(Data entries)
════════════════════

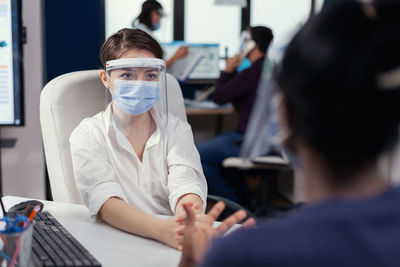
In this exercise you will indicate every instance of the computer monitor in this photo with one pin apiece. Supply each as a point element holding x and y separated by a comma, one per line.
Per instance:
<point>208,67</point>
<point>11,69</point>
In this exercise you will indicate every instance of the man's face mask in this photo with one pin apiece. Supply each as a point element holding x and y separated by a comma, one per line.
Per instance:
<point>135,97</point>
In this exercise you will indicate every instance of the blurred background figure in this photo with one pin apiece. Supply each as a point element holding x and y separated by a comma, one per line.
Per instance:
<point>149,20</point>
<point>240,90</point>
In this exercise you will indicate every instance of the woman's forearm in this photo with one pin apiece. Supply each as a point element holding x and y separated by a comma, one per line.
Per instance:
<point>126,217</point>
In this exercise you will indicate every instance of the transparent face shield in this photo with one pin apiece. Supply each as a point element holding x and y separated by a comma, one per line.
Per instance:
<point>138,94</point>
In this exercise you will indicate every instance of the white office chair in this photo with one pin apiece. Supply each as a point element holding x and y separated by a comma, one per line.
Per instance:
<point>64,103</point>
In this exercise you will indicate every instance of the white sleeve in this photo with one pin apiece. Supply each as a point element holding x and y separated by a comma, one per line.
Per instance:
<point>185,174</point>
<point>94,175</point>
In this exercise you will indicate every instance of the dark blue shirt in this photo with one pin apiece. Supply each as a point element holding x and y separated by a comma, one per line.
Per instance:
<point>239,89</point>
<point>334,233</point>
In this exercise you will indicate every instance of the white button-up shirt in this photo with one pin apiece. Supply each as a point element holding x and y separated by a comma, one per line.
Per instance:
<point>106,165</point>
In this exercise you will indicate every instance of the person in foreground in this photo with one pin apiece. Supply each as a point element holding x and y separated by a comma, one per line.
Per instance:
<point>339,83</point>
<point>135,161</point>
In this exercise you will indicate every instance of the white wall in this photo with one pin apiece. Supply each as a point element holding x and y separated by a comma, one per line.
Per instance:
<point>23,166</point>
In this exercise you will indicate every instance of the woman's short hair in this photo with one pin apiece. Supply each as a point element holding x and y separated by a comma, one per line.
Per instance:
<point>145,15</point>
<point>341,82</point>
<point>127,39</point>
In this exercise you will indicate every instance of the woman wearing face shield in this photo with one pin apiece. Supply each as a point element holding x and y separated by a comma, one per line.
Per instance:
<point>149,20</point>
<point>134,161</point>
<point>339,112</point>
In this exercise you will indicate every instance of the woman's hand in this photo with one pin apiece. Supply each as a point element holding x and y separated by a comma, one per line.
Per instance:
<point>168,232</point>
<point>199,231</point>
<point>194,199</point>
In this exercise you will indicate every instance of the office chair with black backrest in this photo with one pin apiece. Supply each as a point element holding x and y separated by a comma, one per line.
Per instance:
<point>64,103</point>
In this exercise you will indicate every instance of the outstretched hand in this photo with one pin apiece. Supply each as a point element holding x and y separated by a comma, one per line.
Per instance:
<point>198,231</point>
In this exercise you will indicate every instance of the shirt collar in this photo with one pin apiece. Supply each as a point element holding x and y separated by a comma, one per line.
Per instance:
<point>112,128</point>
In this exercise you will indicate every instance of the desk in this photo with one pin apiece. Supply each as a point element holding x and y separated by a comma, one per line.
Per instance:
<point>110,246</point>
<point>268,168</point>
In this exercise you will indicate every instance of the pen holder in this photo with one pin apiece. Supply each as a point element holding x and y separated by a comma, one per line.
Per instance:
<point>16,247</point>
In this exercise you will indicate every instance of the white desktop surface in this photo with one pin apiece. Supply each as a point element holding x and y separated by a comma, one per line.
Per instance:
<point>110,246</point>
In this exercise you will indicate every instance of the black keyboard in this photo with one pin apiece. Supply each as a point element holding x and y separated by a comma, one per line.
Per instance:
<point>53,245</point>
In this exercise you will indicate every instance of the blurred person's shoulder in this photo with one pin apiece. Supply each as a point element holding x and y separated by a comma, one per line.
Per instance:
<point>334,233</point>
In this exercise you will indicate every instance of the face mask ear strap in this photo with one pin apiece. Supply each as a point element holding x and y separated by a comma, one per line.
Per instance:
<point>108,79</point>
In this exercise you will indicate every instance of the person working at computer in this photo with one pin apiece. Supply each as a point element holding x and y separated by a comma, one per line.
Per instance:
<point>149,20</point>
<point>134,160</point>
<point>340,110</point>
<point>239,89</point>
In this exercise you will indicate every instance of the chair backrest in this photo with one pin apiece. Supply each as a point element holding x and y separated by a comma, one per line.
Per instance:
<point>64,103</point>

════════════════════

Required work:
Reproduce every one of the entries above verbatim, omitting the pictures.

Output for this exercise:
In this exercise you will indicate every instance of the computer monitor in this photo with one pin apiece. Supply each as a point element holding x and y separated by a comma, one per line.
Per instance:
<point>208,67</point>
<point>11,69</point>
In this exercise you will indicate every instance of the man's face mask in this photo with one pin apiece. Supply each as a point element holding x and y separated by a comma, one per line.
Per instance:
<point>135,97</point>
In this exercise you will indicate every instance of the blurred background figure in this photo with one pin apiece. Supply each as a point element holding x and y separated by a comma, one per line.
Per instance:
<point>149,20</point>
<point>240,90</point>
In this exercise you will indicate every instance of the woman's forearm in this photo with one pin apiece. Supply each as a point element holding x and y separated by a comma, one per line.
Per instance:
<point>126,217</point>
In this exercise you will indicate every instance of the transparent face shield in this photo with one pin apiece. Supply each as a point element holding x and y separated by a comma, one per line.
Per instance:
<point>138,94</point>
In this exercise you will indicate every instance of the white office chair in this photo with one pin apiece. Supply each as a point element holding x and y separated by a comma, one per line.
Per instance:
<point>64,103</point>
In this exercise you will indicate every instance of the white sleeve in this photo with one pin apiece. Supply each as a point element holding x and y separated by a comma, one per line.
Per instance:
<point>185,174</point>
<point>94,175</point>
In this exercise you will indicate every instance of the dark blue shirt in this photo with one pin apiece. Supply each as a point element holding x and y separated by a comma, one per line.
Per instance:
<point>239,89</point>
<point>334,233</point>
In this exercise you will indicate every instance of the white button-up shirt in this photo with one pin apiece. Supply each as a point element holding x and y separated by a comma, one per line.
Per instance:
<point>106,165</point>
In this exercise you will indicate every instance of the person in foreground in this photo with one pin apiece. Supply each as a point element holding x and y separated by a comma, one per line.
Per instance:
<point>339,83</point>
<point>135,161</point>
In this exercise you will indicate every instance of the white wall in this photo with one pin apiece. Supply each as a point element holding x and y separated by a comma, one per line.
Per instance:
<point>23,166</point>
In this exercise you will indicate every instance of the woman's short hair in this photo with one pin apiece. Supply each as a point element holding x and y separated by a comma, one per line.
Per instance:
<point>145,15</point>
<point>341,82</point>
<point>127,39</point>
In this exercise you will indicate every instance of the woman wearing face shield in this photo with one pin apiece. Supply each as a point element holding x and y separated by a comma, one per line.
Per instance:
<point>149,20</point>
<point>134,161</point>
<point>339,112</point>
In this exercise you will indicate every instance of the woman's hand in this photo with one pin apiece. Supply each as a point element holding x and y separated by a comma, one per line.
Per instance:
<point>168,232</point>
<point>199,231</point>
<point>194,199</point>
In this exercise you will indicate every instance of the office chair with black backrest in this photo with one pin apiece. Supply each as a point element holding x and y separated by a comma, one per line.
Per instance:
<point>64,103</point>
In this exercise you will indicate every instance of the outstretched hand in this photo with one pin apiece. Supply each as a point element holding x and y separated by a comma, one per line.
Per instance:
<point>198,231</point>
In this exercise you will indicate every instance of the shirt collar in this photo with one pin apiece. Supply each as a point element holding x and y separated by a comma, one per line.
Per instance:
<point>112,128</point>
In this exercise you will indicate every instance of the desk in this photo with one pin apiece. Supply each as a point element holding x and y separated by a comma, one per line.
Per instance:
<point>110,246</point>
<point>268,168</point>
In this exercise you will indicate every instance of the pen holder in this photo with one pin apiece. Supply each as a point element holding x and y separated by a comma, one per line.
Per instance:
<point>16,247</point>
In this exercise you will indicate every instance of the white desktop surface in this photo with one pin apiece. Supply each as a point element holding x and y separated by a comma, one per line.
Per instance:
<point>110,246</point>
In this exercise you will indicate every instance of the black keyboard in this photo with one pin apiece. Supply each as a point element holding x and y separated by a comma, one per line.
Per instance:
<point>53,245</point>
In this exercise you will indicate every instance of the blurred person's shoulder in this photo with one pin apiece. Supply each as a point element holding x and y separated by a comma, one per line.
Per instance:
<point>334,233</point>
In this exercise you will indicate every instance of the face mask ear strap in this photo with one pin apiece. Supply each as a point element holding x and y separated by a comma, one per line.
Per instance:
<point>108,79</point>
In this exercise you will indicate every instance of the person working at computer in this photo with one pin apiece. Supply each as a point element holding x and y separated by a comma, one per line.
Per instance:
<point>149,20</point>
<point>134,160</point>
<point>340,110</point>
<point>239,89</point>
In this exercise you will indicate every instance of the chair backrest in this photo with one pin apiece. Supply each as a point element holding x and y separated by a comma, one per line.
Per instance:
<point>64,103</point>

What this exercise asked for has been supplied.